-- JOB --
Your task is to repeat the entries underneath exactly, minus the pictures.
# START OF INPUT ROWS
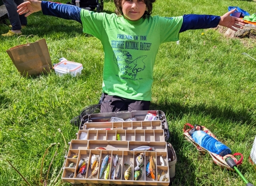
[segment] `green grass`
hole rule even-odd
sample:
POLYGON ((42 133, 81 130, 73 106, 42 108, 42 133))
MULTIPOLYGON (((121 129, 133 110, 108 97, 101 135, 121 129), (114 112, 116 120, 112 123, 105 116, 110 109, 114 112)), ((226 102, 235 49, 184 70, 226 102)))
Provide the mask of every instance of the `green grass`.
MULTIPOLYGON (((65 1, 60 1, 63 3, 65 1)), ((153 15, 222 15, 229 6, 255 12, 252 1, 157 1, 153 15)), ((113 1, 105 11, 113 13, 113 1)), ((7 20, 7 21, 8 21, 7 20)), ((101 95, 104 54, 100 41, 82 33, 79 23, 36 13, 22 30, 29 42, 45 38, 53 63, 65 57, 83 64, 82 75, 58 77, 54 71, 33 78, 20 75, 6 50, 27 42, 17 37, 0 37, 0 185, 26 185, 6 160, 31 185, 39 185, 41 162, 48 183, 54 180, 64 161, 66 141, 76 138, 78 128, 69 121, 86 105, 97 104, 101 95)), ((0 32, 9 28, 0 24, 0 32)), ((180 44, 161 45, 154 66, 151 108, 167 118, 170 142, 177 156, 175 185, 245 185, 238 174, 214 164, 201 154, 182 135, 185 123, 204 125, 232 150, 244 155, 238 167, 256 185, 256 170, 248 158, 256 134, 256 44, 252 39, 226 38, 215 29, 190 30, 180 35, 180 44), (202 35, 202 33, 204 33, 202 35)), ((239 157, 238 157, 238 158, 239 157)), ((55 185, 61 183, 59 177, 55 185)))

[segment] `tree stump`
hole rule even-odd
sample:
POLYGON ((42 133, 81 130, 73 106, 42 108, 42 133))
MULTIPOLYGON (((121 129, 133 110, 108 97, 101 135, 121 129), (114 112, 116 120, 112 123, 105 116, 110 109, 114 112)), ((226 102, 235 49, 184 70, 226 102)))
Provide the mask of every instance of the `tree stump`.
POLYGON ((243 29, 236 28, 237 31, 235 31, 229 28, 225 35, 228 37, 238 37, 239 38, 256 38, 256 26, 253 24, 246 24, 243 29))

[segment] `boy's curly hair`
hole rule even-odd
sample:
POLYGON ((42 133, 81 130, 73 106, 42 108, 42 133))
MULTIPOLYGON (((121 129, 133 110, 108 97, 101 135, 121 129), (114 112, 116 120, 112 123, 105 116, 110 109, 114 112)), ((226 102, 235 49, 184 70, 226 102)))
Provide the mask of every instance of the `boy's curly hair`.
MULTIPOLYGON (((114 0, 115 5, 116 6, 116 10, 115 13, 117 15, 123 15, 123 11, 122 11, 122 2, 123 0, 114 0)), ((144 0, 147 7, 147 11, 145 11, 143 14, 142 18, 146 19, 148 18, 152 13, 152 9, 153 5, 152 4, 154 3, 156 0, 144 0)))

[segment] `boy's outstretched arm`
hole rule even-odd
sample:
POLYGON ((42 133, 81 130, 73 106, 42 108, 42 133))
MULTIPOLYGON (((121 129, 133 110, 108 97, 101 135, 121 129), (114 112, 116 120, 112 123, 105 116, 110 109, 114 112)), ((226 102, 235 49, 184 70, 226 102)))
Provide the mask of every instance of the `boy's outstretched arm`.
POLYGON ((28 0, 18 6, 20 15, 26 13, 25 16, 39 11, 44 15, 76 21, 82 24, 80 12, 81 9, 76 6, 53 3, 49 1, 28 0))
POLYGON ((237 31, 233 27, 243 28, 241 25, 245 24, 242 19, 230 15, 235 11, 235 9, 232 10, 221 16, 212 15, 184 15, 180 33, 188 30, 215 28, 218 24, 237 31))
POLYGON ((26 13, 25 17, 27 17, 31 13, 41 11, 41 3, 40 1, 29 0, 18 6, 17 12, 20 15, 26 13))

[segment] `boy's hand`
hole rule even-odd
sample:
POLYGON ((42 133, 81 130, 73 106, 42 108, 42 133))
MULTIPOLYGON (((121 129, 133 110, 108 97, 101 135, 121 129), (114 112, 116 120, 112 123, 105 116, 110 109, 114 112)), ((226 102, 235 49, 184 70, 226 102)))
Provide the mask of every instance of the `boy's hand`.
POLYGON ((18 6, 17 12, 21 15, 26 13, 25 17, 27 17, 31 13, 42 10, 41 1, 37 0, 28 0, 18 6))
POLYGON ((230 14, 234 12, 235 11, 236 11, 236 9, 234 9, 230 11, 229 12, 226 13, 222 16, 221 16, 220 21, 220 22, 219 23, 219 24, 221 26, 229 28, 230 29, 233 30, 234 31, 237 31, 237 30, 236 29, 233 27, 239 28, 243 28, 243 27, 238 24, 241 25, 245 24, 244 23, 244 20, 243 20, 243 19, 234 17, 233 16, 230 15, 230 14))

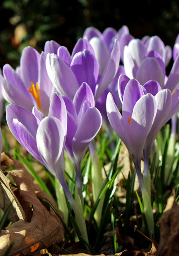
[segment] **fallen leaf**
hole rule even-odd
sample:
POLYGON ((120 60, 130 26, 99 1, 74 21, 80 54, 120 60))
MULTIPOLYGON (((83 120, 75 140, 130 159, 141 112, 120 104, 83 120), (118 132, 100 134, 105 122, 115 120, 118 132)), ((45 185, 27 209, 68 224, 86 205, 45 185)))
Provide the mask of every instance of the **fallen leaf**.
POLYGON ((161 235, 157 256, 178 256, 179 215, 179 204, 170 196, 159 222, 161 235))
MULTIPOLYGON (((7 157, 10 157, 7 155, 7 157)), ((51 198, 33 183, 33 178, 23 165, 13 160, 14 169, 10 171, 23 200, 32 204, 32 212, 29 222, 20 220, 1 231, 0 255, 13 243, 9 256, 29 254, 37 250, 48 248, 53 244, 61 242, 64 228, 53 210, 47 209, 37 196, 43 200, 46 198, 55 207, 51 198)), ((23 206, 22 206, 23 207, 23 206)), ((57 209, 62 216, 61 212, 57 209)))
MULTIPOLYGON (((2 153, 1 163, 6 166, 8 164, 13 165, 13 160, 9 159, 7 155, 5 153, 2 153)), ((8 215, 8 219, 12 222, 16 222, 20 219, 26 220, 24 211, 9 186, 9 180, 0 170, 0 208, 5 212, 11 202, 12 207, 8 215)))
# END OF INPUT ROWS
-- OUTPUT OF THE EXERCISE --
[segment] `green grass`
hole rule even-odd
sample:
POLYGON ((42 133, 81 130, 73 106, 42 108, 42 133))
MULTIPOLYGON (((121 129, 133 110, 108 97, 101 135, 121 129), (114 112, 116 120, 112 123, 105 116, 110 109, 114 112)), ((226 102, 235 49, 184 70, 226 102)))
Provide the mask of every instance of the `green grass`.
MULTIPOLYGON (((65 1, 60 1, 63 3, 65 1)), ((153 15, 222 15, 229 6, 255 12, 252 1, 157 1, 153 15)), ((113 1, 105 11, 113 13, 113 1)), ((7 20, 7 21, 8 21, 7 20)), ((101 95, 104 54, 100 41, 82 33, 79 23, 36 13, 22 30, 29 42, 45 38, 53 63, 65 57, 83 64, 82 75, 58 77, 54 71, 33 78, 20 75, 6 50, 27 42, 17 37, 0 37, 0 185, 26 185, 6 160, 31 185, 39 185, 41 162, 48 183, 54 180, 64 161, 66 141, 76 138, 78 128, 69 121, 86 105, 97 104, 101 95)), ((0 32, 9 28, 0 24, 0 32)), ((180 44, 161 45, 154 66, 151 108, 167 118, 170 142, 177 156, 175 185, 245 185, 238 174, 214 164, 201 154, 182 135, 185 123, 204 125, 232 150, 244 155, 238 167, 256 185, 256 170, 248 158, 256 134, 256 44, 252 39, 226 38, 215 29, 190 30, 180 35, 180 44), (202 35, 202 33, 204 33, 202 35)), ((239 157, 238 157, 238 158, 239 157)), ((55 185, 61 183, 59 177, 55 185)))

[segment] `tree stump`
hole rule even-odd
sample:
POLYGON ((42 133, 81 130, 73 106, 42 108, 42 133))
MULTIPOLYGON (((121 129, 133 110, 108 97, 101 135, 121 129), (114 112, 116 120, 112 123, 105 116, 110 109, 114 112)), ((226 102, 235 49, 184 70, 226 102)))
Provide the mask of every instance of the `tree stump`.
POLYGON ((243 29, 236 28, 237 31, 235 31, 229 28, 225 35, 228 37, 238 37, 239 38, 256 38, 256 26, 253 24, 246 24, 243 29))

[segment] `boy's curly hair`
hole rule even-odd
sample:
POLYGON ((42 133, 81 130, 73 106, 42 108, 42 133))
MULTIPOLYGON (((121 129, 133 110, 108 97, 101 135, 121 129), (114 112, 116 120, 112 123, 105 116, 110 109, 114 112)), ((226 102, 235 49, 184 70, 226 102)))
Provide the mask of every instance of the `boy's curly hair`.
MULTIPOLYGON (((114 0, 115 5, 116 6, 116 10, 115 13, 117 15, 123 15, 123 11, 122 11, 122 2, 123 0, 114 0)), ((144 0, 147 7, 147 11, 145 11, 143 14, 142 18, 146 19, 148 18, 152 13, 152 9, 153 5, 152 4, 154 3, 156 0, 144 0)))

[segment] `boy's outstretched arm`
hole rule even-odd
sample:
POLYGON ((42 133, 81 130, 73 106, 42 108, 42 133))
MULTIPOLYGON (((121 129, 133 110, 108 97, 101 135, 121 129), (114 112, 116 120, 112 123, 105 116, 110 109, 114 112)), ((226 102, 235 49, 184 70, 226 102)))
Provide the mask of every instance of the `boy's outstretched arm`.
POLYGON ((28 0, 18 6, 20 15, 26 13, 25 16, 39 11, 44 15, 76 21, 82 24, 80 12, 81 9, 76 6, 53 3, 49 1, 28 0))
POLYGON ((237 31, 233 27, 243 28, 241 25, 245 24, 242 19, 230 15, 235 11, 235 9, 232 10, 221 16, 212 15, 184 15, 180 33, 188 30, 215 28, 218 24, 237 31))
POLYGON ((26 13, 25 17, 27 17, 31 13, 41 11, 41 3, 40 1, 29 0, 18 6, 17 12, 20 15, 26 13))

[segment] `boy's hand`
hole rule even-odd
sample:
POLYGON ((42 133, 81 130, 73 106, 42 108, 42 133))
MULTIPOLYGON (((121 129, 133 110, 108 97, 101 135, 121 129), (114 112, 116 120, 112 123, 105 116, 110 109, 114 112)), ((226 102, 235 49, 184 70, 226 102)))
Provide the mask of every instance of the `boy's hand`.
POLYGON ((18 6, 17 12, 21 15, 26 13, 25 17, 27 17, 31 13, 42 10, 41 1, 37 0, 28 0, 18 6))
POLYGON ((230 14, 234 12, 235 11, 236 11, 236 9, 234 9, 230 11, 229 12, 226 13, 222 16, 221 16, 220 21, 220 22, 219 23, 219 24, 221 26, 229 28, 230 29, 233 30, 234 31, 237 31, 237 30, 236 29, 233 27, 239 28, 243 28, 243 27, 238 24, 241 25, 245 24, 244 23, 244 20, 243 20, 243 19, 234 17, 233 16, 230 15, 230 14))

[segment] **fallen leaf**
hole rule even-odd
sample:
POLYGON ((120 60, 130 26, 99 1, 74 21, 80 54, 120 60))
MULTIPOLYGON (((83 120, 75 140, 130 159, 141 112, 120 104, 83 120), (118 132, 100 134, 105 122, 115 120, 118 132)), ((45 185, 27 209, 68 224, 86 205, 45 185)))
Provide the mask of every instance of the **fallen leaf**.
POLYGON ((161 235, 157 256, 178 256, 179 215, 179 204, 170 196, 159 222, 161 235))
MULTIPOLYGON (((7 157, 10 157, 7 155, 7 157)), ((51 198, 33 183, 33 178, 23 165, 13 160, 14 169, 10 171, 23 200, 32 204, 32 212, 29 222, 20 220, 1 231, 0 255, 13 243, 9 256, 29 254, 37 250, 48 248, 53 244, 61 242, 64 228, 53 210, 47 209, 37 196, 43 200, 46 198, 55 207, 51 198)), ((23 206, 22 206, 23 207, 23 206)), ((57 209, 62 216, 61 212, 57 209)))
MULTIPOLYGON (((2 153, 1 163, 6 166, 8 164, 13 165, 13 160, 9 159, 7 155, 5 153, 2 153)), ((8 215, 8 219, 12 222, 16 222, 20 219, 26 220, 24 211, 9 186, 9 180, 0 170, 0 208, 5 212, 11 202, 12 207, 8 215)))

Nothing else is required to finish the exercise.